BEGIN Task inputs

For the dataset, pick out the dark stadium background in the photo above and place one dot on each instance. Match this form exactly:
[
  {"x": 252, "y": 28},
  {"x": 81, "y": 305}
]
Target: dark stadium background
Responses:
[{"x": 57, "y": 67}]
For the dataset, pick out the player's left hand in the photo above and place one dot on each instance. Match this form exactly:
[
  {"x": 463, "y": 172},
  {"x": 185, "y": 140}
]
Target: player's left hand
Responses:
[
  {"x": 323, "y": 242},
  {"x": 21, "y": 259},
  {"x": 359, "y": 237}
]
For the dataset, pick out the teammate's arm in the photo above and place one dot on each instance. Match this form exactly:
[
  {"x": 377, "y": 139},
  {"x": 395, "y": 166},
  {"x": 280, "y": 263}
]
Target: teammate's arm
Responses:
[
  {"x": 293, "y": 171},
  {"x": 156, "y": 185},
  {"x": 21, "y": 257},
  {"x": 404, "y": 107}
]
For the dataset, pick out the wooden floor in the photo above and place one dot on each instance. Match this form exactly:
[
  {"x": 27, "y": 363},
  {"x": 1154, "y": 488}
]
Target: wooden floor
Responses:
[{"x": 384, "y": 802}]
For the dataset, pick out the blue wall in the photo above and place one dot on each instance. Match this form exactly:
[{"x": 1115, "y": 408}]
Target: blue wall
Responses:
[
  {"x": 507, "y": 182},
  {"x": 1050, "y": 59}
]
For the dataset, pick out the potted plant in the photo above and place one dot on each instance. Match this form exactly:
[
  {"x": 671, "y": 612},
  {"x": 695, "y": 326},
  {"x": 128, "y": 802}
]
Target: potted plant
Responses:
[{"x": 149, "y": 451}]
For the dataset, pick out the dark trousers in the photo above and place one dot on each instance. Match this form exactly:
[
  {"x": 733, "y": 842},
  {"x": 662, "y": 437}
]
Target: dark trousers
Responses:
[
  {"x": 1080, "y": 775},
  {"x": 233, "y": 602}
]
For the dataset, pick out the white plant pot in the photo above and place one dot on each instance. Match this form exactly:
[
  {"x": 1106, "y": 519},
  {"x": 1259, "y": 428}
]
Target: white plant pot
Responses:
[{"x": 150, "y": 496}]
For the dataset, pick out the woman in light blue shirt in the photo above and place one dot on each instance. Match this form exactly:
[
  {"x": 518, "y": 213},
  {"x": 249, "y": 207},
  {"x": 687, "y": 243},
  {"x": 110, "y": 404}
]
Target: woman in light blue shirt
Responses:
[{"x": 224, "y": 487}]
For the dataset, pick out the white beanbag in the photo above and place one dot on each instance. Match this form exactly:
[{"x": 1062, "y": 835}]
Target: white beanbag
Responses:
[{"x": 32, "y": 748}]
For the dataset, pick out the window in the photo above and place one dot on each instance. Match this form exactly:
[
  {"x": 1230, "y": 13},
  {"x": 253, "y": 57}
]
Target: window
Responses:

END Task inputs

● Exercise
Reproduce, character for character, the stretch of the items above from the line containing "For the dataset, pick out the white beanbag" through the last line of the items.

● Exercise response
For the dataset, pick out the white beanbag in the photo above and place one dot on each instance. Match this form exactly:
[{"x": 1062, "y": 835}]
Target: white beanbag
Responses:
[{"x": 32, "y": 748}]
For the dataset, pick out the window in the photo above and place one dot on each instance. Match this form exactly:
[
  {"x": 1230, "y": 13},
  {"x": 253, "y": 57}
]
Target: window
Responses:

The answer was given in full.